◆ **Task instructions**
Can you reproduce all of the records below word for word, leaving out the pictures?

◆ **Data listing**
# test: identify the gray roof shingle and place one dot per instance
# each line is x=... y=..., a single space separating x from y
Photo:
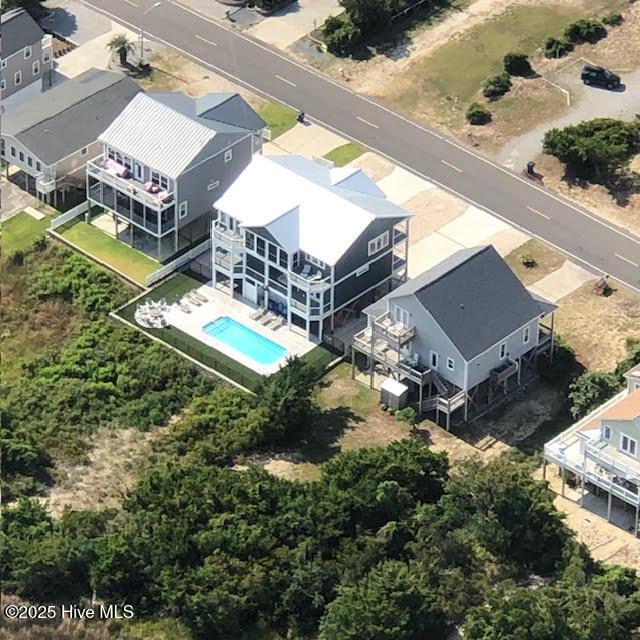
x=70 y=115
x=17 y=30
x=476 y=299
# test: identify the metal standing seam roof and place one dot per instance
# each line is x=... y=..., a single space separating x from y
x=306 y=206
x=475 y=298
x=17 y=30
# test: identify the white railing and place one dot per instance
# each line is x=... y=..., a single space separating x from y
x=63 y=218
x=174 y=265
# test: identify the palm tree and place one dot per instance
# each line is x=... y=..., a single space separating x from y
x=122 y=45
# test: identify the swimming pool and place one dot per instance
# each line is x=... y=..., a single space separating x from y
x=247 y=342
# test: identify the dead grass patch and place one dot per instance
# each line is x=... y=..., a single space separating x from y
x=547 y=260
x=597 y=327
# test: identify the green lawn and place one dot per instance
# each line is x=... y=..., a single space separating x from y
x=115 y=253
x=344 y=154
x=278 y=118
x=21 y=231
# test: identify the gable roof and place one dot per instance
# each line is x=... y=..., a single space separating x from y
x=166 y=132
x=70 y=115
x=475 y=298
x=306 y=206
x=17 y=30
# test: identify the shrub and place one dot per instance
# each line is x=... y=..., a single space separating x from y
x=408 y=415
x=585 y=30
x=340 y=36
x=477 y=114
x=613 y=19
x=528 y=261
x=517 y=64
x=496 y=86
x=555 y=48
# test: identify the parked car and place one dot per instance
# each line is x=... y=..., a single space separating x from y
x=600 y=77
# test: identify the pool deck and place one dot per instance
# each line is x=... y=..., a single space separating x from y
x=222 y=304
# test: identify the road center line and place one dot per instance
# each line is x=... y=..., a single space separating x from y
x=543 y=215
x=451 y=166
x=213 y=44
x=635 y=264
x=287 y=81
x=375 y=126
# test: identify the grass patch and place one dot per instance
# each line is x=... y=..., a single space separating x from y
x=344 y=154
x=115 y=253
x=546 y=259
x=21 y=231
x=279 y=118
x=171 y=290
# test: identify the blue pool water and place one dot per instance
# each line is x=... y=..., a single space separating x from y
x=242 y=339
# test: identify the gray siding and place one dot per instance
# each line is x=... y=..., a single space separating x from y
x=430 y=337
x=620 y=428
x=192 y=185
x=358 y=253
x=355 y=285
x=17 y=62
x=480 y=367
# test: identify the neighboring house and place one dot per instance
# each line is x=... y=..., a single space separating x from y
x=26 y=59
x=51 y=137
x=311 y=243
x=602 y=451
x=165 y=161
x=459 y=335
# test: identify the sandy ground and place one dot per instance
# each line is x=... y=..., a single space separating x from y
x=110 y=470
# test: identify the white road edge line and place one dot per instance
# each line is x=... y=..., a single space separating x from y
x=450 y=141
x=213 y=44
x=451 y=166
x=515 y=225
x=287 y=81
x=375 y=126
x=544 y=215
x=635 y=264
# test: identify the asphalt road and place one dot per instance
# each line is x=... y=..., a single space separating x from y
x=595 y=243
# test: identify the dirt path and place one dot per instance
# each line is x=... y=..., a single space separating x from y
x=370 y=76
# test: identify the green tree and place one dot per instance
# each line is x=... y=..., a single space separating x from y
x=596 y=150
x=392 y=602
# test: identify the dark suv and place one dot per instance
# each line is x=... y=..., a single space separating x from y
x=600 y=77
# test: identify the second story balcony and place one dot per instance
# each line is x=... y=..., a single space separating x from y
x=120 y=177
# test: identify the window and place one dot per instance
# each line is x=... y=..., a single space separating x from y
x=628 y=445
x=379 y=243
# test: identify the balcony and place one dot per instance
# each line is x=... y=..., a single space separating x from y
x=394 y=332
x=118 y=176
x=225 y=236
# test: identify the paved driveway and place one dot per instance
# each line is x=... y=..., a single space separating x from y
x=586 y=103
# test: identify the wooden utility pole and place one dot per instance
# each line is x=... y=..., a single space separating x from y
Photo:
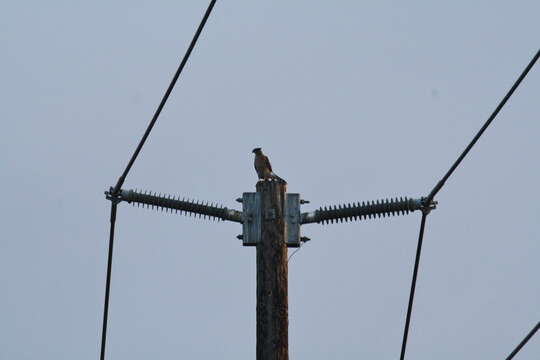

◆ **Task output**
# test: identify the gray roof shingle and place one dot per instance
# each line is x=... y=..., a single space separating x from y
Photo:
x=70 y=115
x=17 y=30
x=476 y=299
# test: identify the metal standing seam roof and place one dot per instance
# each line is x=... y=..., a single space separating x from y
x=306 y=206
x=475 y=298
x=17 y=30
# test: identify the white railing and place one dot per instance
# each line is x=... y=..., a single space separating x from y
x=63 y=218
x=174 y=265
# test: identify the palm tree and place one dot per instance
# each line is x=... y=..., a single space separating x from y
x=122 y=45
# test: identify the swimming pool and place one dot per instance
# each line is x=... y=..., a single space separating x from y
x=247 y=342
# test: identify the dead grass patch and place one dot per instance
# each line is x=... y=..., a single space separating x from y
x=547 y=260
x=597 y=327
# test: identify the green lawn and place one dot per instance
# each line is x=... y=..., a single space separating x from y
x=115 y=253
x=344 y=154
x=278 y=118
x=21 y=231
# test: identify the gable roof and place one dot per instance
# each line is x=... y=..., a single space separating x from y
x=166 y=132
x=70 y=115
x=475 y=298
x=306 y=206
x=17 y=30
# test: identify the shrub and place one dot per instance
# each line is x=... y=..., a single space separating x from y
x=408 y=415
x=585 y=30
x=340 y=36
x=477 y=114
x=613 y=19
x=528 y=261
x=517 y=64
x=496 y=86
x=555 y=48
# test: identify the parked car and place one dot per instance
# each line is x=... y=..., a single space separating x from y
x=600 y=77
# test: identify the pool deck and place one dot per instance
# each line is x=... y=..., a single space separating x from y
x=222 y=304
# test: identify the road center line and place one dot per instance
# each line is x=... y=..., a single space separating x from y
x=543 y=215
x=451 y=166
x=213 y=44
x=635 y=264
x=287 y=81
x=375 y=126
# test: identify the grass patch and place one dot per instance
# each line is x=... y=..., a single space separating x from y
x=344 y=154
x=115 y=253
x=546 y=259
x=21 y=231
x=279 y=118
x=171 y=290
# test: identify the blue pool water and place one dot per instance
# each line is x=... y=..., a single space separating x from y
x=242 y=339
# test: identify the gray siding and place one dot per instance
# each line is x=... y=..., a single space separating x from y
x=430 y=337
x=620 y=428
x=192 y=185
x=358 y=253
x=355 y=285
x=17 y=62
x=480 y=367
# test: identify the neighboring house and place one dot per instance
# each line is x=... y=..., a single space separating x from y
x=26 y=59
x=51 y=137
x=311 y=243
x=602 y=451
x=165 y=161
x=459 y=335
# test: identify the sandy ground and place one dot per instance
# each line is x=... y=..., a single space separating x from y
x=110 y=470
# test: identify the white road edge line and place one dot per instance
# each line is x=... y=..., a single space separating x from y
x=450 y=141
x=213 y=44
x=451 y=166
x=515 y=225
x=287 y=81
x=375 y=126
x=544 y=215
x=635 y=264
# test: identify the asphalt road and place one dot per instance
# each line is x=... y=..., a single space separating x from y
x=595 y=243
# test: identify the dirt path and place one dot per instance
# each line is x=... y=..., a single space separating x from y
x=370 y=76
# test: identify the green tree and place one dot per instance
# each line is x=... y=..., a single space separating x from y
x=596 y=150
x=392 y=602
# test: identify the dark suv and place one dot per instance
# each line is x=... y=..., a single space separating x from y
x=600 y=77
# test: identify the second story balcony and place one dot per instance
# each line is x=... y=..., a single space separating x from y
x=120 y=177
# test: identify the window and place one dot per instance
# each line is x=... y=..., a single space separating x from y
x=628 y=445
x=379 y=243
# test: identify the balcony and place one dot per instance
# each line is x=... y=..., a single space separating x from y
x=394 y=332
x=118 y=176
x=225 y=236
# test: identify the paved driveway and place one dot per instance
# each line is x=... y=..., a single space separating x from y
x=586 y=103
# test: identify the wooden utility pole and place one dot per instance
# each line is x=... y=..., a single space separating x from y
Photo:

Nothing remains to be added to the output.